» Objective
Output the data word for word, from its first line through the line holding "M90 78L95 74L95", with both ends included and the picture left out.

» Data excerpts
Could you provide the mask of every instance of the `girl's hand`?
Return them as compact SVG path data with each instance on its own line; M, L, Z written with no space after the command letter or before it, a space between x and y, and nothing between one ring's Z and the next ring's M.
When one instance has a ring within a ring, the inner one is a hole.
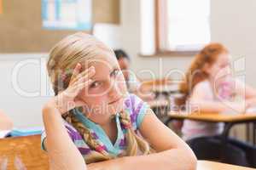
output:
M90 78L95 74L95 68L91 66L80 72L81 67L81 64L79 63L74 68L67 88L49 101L49 105L54 105L61 114L85 105L84 102L78 99L77 96L82 89L91 84L92 80Z

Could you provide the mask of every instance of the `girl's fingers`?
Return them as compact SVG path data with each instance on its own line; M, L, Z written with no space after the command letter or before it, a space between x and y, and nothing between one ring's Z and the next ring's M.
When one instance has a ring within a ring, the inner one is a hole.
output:
M91 83L92 83L92 80L89 79L87 82L83 82L73 85L72 87L69 88L70 95L75 97L84 88L90 86Z
M76 65L75 68L73 69L72 76L70 78L70 82L72 82L72 80L74 79L80 73L81 67L82 67L82 65L80 63L78 63Z
M75 77L73 77L73 79L71 79L70 81L70 85L75 83L76 82L78 82L79 79L83 78L83 77L88 77L90 78L92 76L94 76L95 74L95 68L93 66L90 67L89 69L86 69L85 71L84 71L83 72L79 73L79 75L77 75Z

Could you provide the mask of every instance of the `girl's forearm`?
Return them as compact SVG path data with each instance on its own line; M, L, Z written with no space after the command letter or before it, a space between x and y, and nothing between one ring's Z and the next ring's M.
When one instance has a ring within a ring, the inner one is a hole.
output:
M85 170L84 158L71 140L59 110L48 105L43 110L43 118L51 169Z
M196 157L192 151L183 149L172 149L148 156L123 157L119 160L119 170L196 169Z

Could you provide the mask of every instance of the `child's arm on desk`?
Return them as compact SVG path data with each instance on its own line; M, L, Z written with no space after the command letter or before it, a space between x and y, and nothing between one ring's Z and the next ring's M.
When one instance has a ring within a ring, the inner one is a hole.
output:
M59 110L54 104L43 110L47 138L44 139L51 169L86 170L84 160L71 140Z
M68 88L54 97L43 109L43 118L46 132L44 144L49 153L51 169L86 170L85 162L70 139L64 127L61 114L84 105L76 99L79 92L90 85L90 78L95 74L91 67L80 73L81 65L73 71Z
M195 170L196 168L196 157L189 147L160 122L151 110L148 110L145 115L140 133L156 150L156 153L90 164L88 166L88 169Z

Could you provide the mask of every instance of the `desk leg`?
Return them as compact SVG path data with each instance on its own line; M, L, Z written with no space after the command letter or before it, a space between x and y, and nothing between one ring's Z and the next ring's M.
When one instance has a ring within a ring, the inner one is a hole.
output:
M247 127L247 142L251 142L251 138L250 138L250 133L251 133L251 131L250 131L250 123L247 123L246 125Z
M253 122L253 144L256 144L256 122Z
M233 123L232 122L225 122L224 124L224 129L221 134L221 140L222 140L222 156L221 156L221 162L224 162L224 155L226 151L226 145L228 144L228 138L230 130L232 128Z

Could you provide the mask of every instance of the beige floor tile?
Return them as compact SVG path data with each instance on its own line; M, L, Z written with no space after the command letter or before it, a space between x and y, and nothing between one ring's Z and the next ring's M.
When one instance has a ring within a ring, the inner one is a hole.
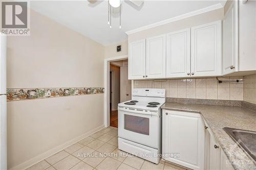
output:
M127 156L123 161L123 163L138 169L140 168L143 162L144 159L135 156Z
M94 150L96 150L99 147L101 147L102 145L103 145L104 143L105 143L105 142L103 142L103 141L98 139L95 139L91 143L88 144L87 146Z
M140 169L141 170L162 170L164 164L162 163L155 164L147 161L144 161Z
M102 136L98 137L98 139L102 140L102 141L104 141L104 142L107 142L107 141L110 140L110 139L111 139L113 137L114 137L114 136L111 136L111 135L107 134L104 134Z
M54 168L53 167L52 167L52 166L50 166L49 167L48 167L46 170L56 170L56 169L55 168Z
M161 159L160 161L159 161L159 163L161 163L162 164L164 164L165 162L165 161L162 159Z
M92 153L91 156L85 158L82 161L95 167L105 158L106 157L104 155L102 155L100 152L95 151Z
M69 154L65 151L60 151L57 154L52 155L46 159L46 160L53 165L56 162L59 161L63 158L69 156Z
M110 131L106 132L106 133L108 134L109 135L115 136L117 135L117 130L111 129Z
M90 136L90 137L93 137L94 138L97 139L100 136L102 136L104 133L101 133L100 132L97 132L93 134L92 135Z
M84 146L73 153L72 155L79 159L83 160L94 151L92 148Z
M101 147L97 149L97 151L101 153L111 153L112 152L116 147L113 145L105 143Z
M87 137L79 141L80 143L82 143L83 145L87 145L95 139L91 137Z
M109 131L110 131L111 130L111 128L105 128L102 130L101 130L100 131L99 131L100 132L102 132L102 133L106 133L106 132L109 132Z
M136 169L134 168L132 166L127 165L126 164L122 163L119 167L118 167L117 170L136 170Z
M163 168L164 170L179 170L178 169L176 169L175 167L168 166L166 165L164 165L164 167Z
M26 170L45 170L48 167L51 166L45 160L42 160L40 162L35 164L34 165L30 166Z
M57 170L68 170L77 164L80 160L72 155L70 155L57 162L53 166Z
M128 155L128 153L119 150L118 148L117 148L113 152L112 152L111 158L116 159L120 162L122 162Z
M92 170L93 167L88 165L83 162L80 162L74 166L73 166L70 170Z
M171 166L173 167L173 168L174 169L178 169L178 170L186 170L186 168L178 165L176 165L176 164L168 162L165 162L165 165L167 165L168 166ZM169 168L169 167L167 167Z
M83 147L83 145L80 143L76 143L74 144L72 144L69 147L65 149L65 151L67 151L67 152L69 153L70 154L73 153L74 152L77 151L79 149Z
M114 146L118 147L118 139L116 137L114 137L110 141L108 142L108 143L111 144L112 145L114 145Z
M120 164L120 162L108 157L97 166L96 168L98 170L115 170L117 169Z
M110 129L115 129L115 130L118 130L118 129L117 128L113 127L112 126L110 126L109 128L110 128Z

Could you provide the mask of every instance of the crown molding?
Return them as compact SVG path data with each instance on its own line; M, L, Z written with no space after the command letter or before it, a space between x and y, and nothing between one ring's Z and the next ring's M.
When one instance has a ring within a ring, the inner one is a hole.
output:
M181 20L182 19L184 19L186 18L188 18L190 16L201 14L207 12L215 10L220 8L223 8L223 6L221 4L219 3L216 5L212 5L211 6L204 8L202 8L198 10L190 12L184 14L182 14L181 15L179 15L177 16L175 16L173 18L170 18L169 19L167 19L165 20L162 20L161 21L159 21L157 22L155 22L154 23L150 24L147 26L143 26L142 27L138 28L137 29L134 29L134 30L132 30L130 31L128 31L125 32L125 34L127 35L130 35L132 34L133 33L135 33L141 31L145 30L147 29L149 29L151 28L157 27L158 26L160 26L165 24L169 23L178 20Z

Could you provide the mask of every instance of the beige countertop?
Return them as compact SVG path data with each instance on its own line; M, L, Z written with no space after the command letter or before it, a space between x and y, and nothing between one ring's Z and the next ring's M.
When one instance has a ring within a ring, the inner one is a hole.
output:
M222 129L256 131L256 112L242 107L166 102L163 109L201 113L234 169L256 169L256 165Z

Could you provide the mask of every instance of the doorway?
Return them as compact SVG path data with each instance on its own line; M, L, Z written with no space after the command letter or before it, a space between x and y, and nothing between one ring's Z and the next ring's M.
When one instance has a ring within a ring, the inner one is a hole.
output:
M118 127L118 104L131 99L132 81L128 80L127 59L110 62L110 126Z

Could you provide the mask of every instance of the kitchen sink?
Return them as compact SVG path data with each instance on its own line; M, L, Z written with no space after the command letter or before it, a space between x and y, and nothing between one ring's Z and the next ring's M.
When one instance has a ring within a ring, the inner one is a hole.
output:
M223 128L223 130L256 164L256 132L228 127Z

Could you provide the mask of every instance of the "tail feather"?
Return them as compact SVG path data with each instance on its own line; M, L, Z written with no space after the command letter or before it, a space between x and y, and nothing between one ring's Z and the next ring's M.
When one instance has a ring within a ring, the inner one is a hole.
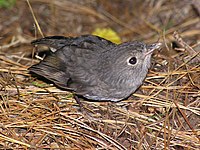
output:
M69 74L66 73L62 61L58 61L55 56L46 57L39 64L31 66L29 71L45 77L61 88L67 88L68 86Z

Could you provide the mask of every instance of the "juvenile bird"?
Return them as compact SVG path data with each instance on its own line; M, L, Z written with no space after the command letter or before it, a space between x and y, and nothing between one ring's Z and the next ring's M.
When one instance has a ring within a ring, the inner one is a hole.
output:
M133 41L114 44L104 38L51 36L32 42L54 48L29 70L62 89L93 101L123 100L145 79L152 52L161 43Z

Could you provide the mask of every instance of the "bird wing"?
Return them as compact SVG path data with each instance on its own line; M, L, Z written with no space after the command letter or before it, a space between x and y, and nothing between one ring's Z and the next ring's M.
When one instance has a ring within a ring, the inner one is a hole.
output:
M39 64L29 68L61 88L87 93L88 87L97 85L97 59L102 51L115 46L114 43L93 35L77 38L51 36L32 42L56 49Z

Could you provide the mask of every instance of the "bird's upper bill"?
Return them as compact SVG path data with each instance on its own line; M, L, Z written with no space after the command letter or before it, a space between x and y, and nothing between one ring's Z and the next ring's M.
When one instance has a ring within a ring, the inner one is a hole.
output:
M161 47L161 45L162 45L162 43L154 43L154 44L147 45L147 52L145 53L145 56L152 54L153 51L155 49L159 49Z

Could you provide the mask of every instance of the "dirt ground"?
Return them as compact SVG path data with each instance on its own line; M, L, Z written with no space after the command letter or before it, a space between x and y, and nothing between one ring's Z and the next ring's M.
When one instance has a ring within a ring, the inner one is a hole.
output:
M0 8L0 149L200 148L199 0L29 1ZM30 42L97 28L163 47L136 93L82 100L85 114L72 93L29 73L44 55Z

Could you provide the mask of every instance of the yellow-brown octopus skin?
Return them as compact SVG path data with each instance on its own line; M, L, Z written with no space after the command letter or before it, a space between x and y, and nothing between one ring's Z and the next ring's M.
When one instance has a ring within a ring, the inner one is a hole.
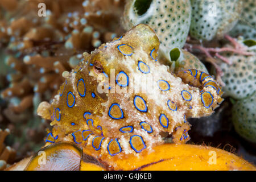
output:
M186 118L210 115L222 101L222 92L205 73L170 73L156 59L159 47L154 31L141 24L84 53L51 104L38 108L53 126L46 145L68 140L110 158L150 150L164 143L163 132L175 143L187 141ZM148 80L138 79L142 76ZM146 85L147 92L138 89Z

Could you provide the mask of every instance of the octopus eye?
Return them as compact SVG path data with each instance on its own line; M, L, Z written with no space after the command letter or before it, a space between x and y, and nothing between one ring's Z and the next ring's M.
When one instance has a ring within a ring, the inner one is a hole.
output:
M101 73L103 72L103 67L98 61L96 61L93 63L93 70L96 73Z

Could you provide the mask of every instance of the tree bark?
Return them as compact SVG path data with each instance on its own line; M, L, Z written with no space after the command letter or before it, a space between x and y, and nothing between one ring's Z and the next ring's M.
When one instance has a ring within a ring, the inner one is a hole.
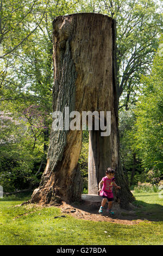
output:
M116 22L100 14L81 13L57 17L53 25L53 110L64 116L65 106L81 115L82 111L105 111L105 120L106 111L111 111L109 136L101 136L101 131L90 131L90 192L98 193L98 183L111 166L122 187L119 202L127 208L133 197L118 153ZM52 130L47 167L31 202L53 204L81 199L78 161L82 141L82 127L75 131Z

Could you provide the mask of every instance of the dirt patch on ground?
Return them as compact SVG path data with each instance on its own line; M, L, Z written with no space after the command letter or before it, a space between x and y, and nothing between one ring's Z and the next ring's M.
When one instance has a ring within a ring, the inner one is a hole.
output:
M64 217L64 214L70 214L74 217L93 221L106 221L115 223L123 224L125 225L133 225L138 224L143 221L142 220L134 220L134 211L123 211L118 210L115 211L114 215L106 214L106 210L104 211L102 214L98 213L98 209L91 209L87 205L77 205L76 204L70 205L65 202L60 206L58 206L61 210L61 217ZM125 216L123 216L124 214Z
M102 214L99 214L99 206L92 206L87 203L80 204L69 204L65 202L63 202L61 205L42 205L40 204L30 204L29 201L24 202L21 205L15 206L15 207L27 204L28 208L37 208L37 207L51 207L54 206L61 209L61 215L55 216L55 218L59 217L66 217L67 215L70 215L74 218L78 219L85 220L88 221L93 221L97 222L108 222L124 225L134 225L139 223L141 222L147 220L146 219L138 219L137 216L135 213L135 210L126 210L124 209L121 209L118 205L114 204L112 208L115 214L111 215L107 214L106 212L106 209L104 210ZM148 220L150 222L150 221Z

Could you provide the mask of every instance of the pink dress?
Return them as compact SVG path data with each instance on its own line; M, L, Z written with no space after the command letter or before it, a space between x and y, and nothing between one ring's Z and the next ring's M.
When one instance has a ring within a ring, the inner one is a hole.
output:
M99 193L100 196L102 197L107 197L108 198L114 198L112 186L114 180L114 178L109 179L107 176L103 178L102 180L104 181L104 182L102 190Z

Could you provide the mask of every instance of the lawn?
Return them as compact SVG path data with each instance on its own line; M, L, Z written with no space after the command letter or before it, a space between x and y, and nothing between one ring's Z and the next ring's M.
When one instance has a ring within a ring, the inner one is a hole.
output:
M55 218L62 215L58 208L15 207L28 198L0 199L0 245L163 245L162 198L157 193L134 196L137 218L145 221L130 225L77 220L69 215Z

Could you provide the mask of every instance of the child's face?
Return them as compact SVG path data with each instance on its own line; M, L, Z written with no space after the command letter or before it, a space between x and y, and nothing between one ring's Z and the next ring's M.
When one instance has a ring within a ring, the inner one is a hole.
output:
M114 176L114 173L110 173L110 174L107 174L106 176L108 178L108 179L112 179Z

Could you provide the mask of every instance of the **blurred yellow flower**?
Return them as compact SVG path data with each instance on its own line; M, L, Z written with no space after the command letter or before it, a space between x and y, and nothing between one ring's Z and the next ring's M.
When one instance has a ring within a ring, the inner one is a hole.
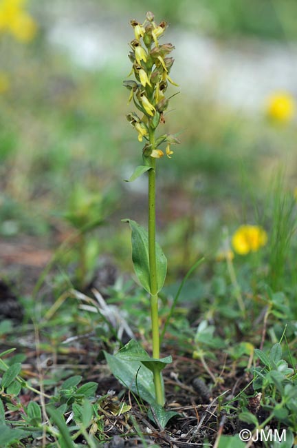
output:
M277 121L287 122L295 113L295 101L292 95L286 92L272 94L267 103L267 114L270 118Z
M267 241L265 231L258 225L241 225L232 238L233 248L237 254L246 255L255 252Z
M26 0L0 0L0 32L9 32L21 42L35 36L37 26L23 9Z
M10 88L9 78L5 72L0 72L0 94L5 93Z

» Problem solution
Could you provide the mask of every instance of the `girl's hand`?
Return them as compact SVG path data with each instance on its own line; M, L, Z written with no space after the command letter or before it, a space between x and y, and nothing between one ring's Z and the next ring's M.
When one instance has a ring within a ring, the inner one is a hole.
output:
M90 78L95 74L95 68L91 66L80 72L81 67L81 64L79 63L74 68L67 88L49 101L49 105L54 105L61 114L85 105L84 102L78 99L77 96L82 89L91 84L92 80Z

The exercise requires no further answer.